エアージェット糸はそもそもオープンエンド化を諦め、仮撚り方式で生産性を求めリング糸をどこまで置き換えられるかを試してきたといってよい。オープンエンドを諦めると実撚り構造を実現できない。実撚りを実現しなければ紡績素材の60 %を占める綿製品の多くを取り込めないし、なによりも布の風合いがリングにはるかに及ばずローター糸に比べても固い。生産性はリング精紡の10倍に達するが最終製品を受け入れる市場が少ない。
図3.40のように表層の10 %以下の繊維群が、撚り方向が逆の内層の繊維束に螺旋状に巻きついて糸が形成される。メインノズルの噴流で生じるバルーニング運動で繊維束を加撚し、この撚りをフロントローラーへ伝え、ローラーから送り出されてくる繊維を捕捉する。捕捉できなかった繊維はサブノズルの旋回気流で内層の繊維束に巻き付けられる。内層の繊維束の撚り戻りの力で表層の繊維はさらに強く結束する。2組の繊維群の撚り方向は逆向きなので、互いのトルクがバランスする状態で糸の構造が定まる。このため糸は外力に対し変形しにくく風合いも固くなる。

* [短い問題]
エアージェット糸についての文書の抜粋では、エアージェット糸の生産性はリング精紡の何倍に達するとされていますか？

* [データ項目]

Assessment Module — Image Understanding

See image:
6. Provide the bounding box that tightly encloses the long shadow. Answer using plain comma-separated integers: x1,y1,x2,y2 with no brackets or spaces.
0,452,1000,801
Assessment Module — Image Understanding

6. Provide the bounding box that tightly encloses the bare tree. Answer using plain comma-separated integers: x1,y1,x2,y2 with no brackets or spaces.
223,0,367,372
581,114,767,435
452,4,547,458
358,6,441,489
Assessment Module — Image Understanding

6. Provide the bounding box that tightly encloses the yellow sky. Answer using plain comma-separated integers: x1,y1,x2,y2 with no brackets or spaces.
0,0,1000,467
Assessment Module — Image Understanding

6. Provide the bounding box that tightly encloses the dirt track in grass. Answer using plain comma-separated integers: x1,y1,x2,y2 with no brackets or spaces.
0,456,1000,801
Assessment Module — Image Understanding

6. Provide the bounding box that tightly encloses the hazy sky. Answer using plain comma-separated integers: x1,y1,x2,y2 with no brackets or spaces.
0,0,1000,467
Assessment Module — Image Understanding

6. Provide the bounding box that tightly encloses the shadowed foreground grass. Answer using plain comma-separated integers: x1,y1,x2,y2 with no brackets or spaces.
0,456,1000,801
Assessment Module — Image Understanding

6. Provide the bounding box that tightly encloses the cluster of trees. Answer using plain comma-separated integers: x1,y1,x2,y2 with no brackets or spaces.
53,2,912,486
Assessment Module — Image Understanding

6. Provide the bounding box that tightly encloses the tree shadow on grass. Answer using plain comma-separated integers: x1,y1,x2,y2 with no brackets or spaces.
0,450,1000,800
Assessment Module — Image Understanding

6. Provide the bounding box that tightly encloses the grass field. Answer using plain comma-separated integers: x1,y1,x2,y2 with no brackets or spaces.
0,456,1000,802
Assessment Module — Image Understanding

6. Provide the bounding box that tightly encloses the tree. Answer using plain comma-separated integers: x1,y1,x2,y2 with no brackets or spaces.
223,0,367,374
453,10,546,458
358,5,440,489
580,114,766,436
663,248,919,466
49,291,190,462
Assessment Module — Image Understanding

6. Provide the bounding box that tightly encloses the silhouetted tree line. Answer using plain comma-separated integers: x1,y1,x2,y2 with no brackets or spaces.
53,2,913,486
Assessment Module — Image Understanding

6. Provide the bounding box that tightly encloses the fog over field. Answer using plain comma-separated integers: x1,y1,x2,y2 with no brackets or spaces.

* [演習の解答]
10倍です。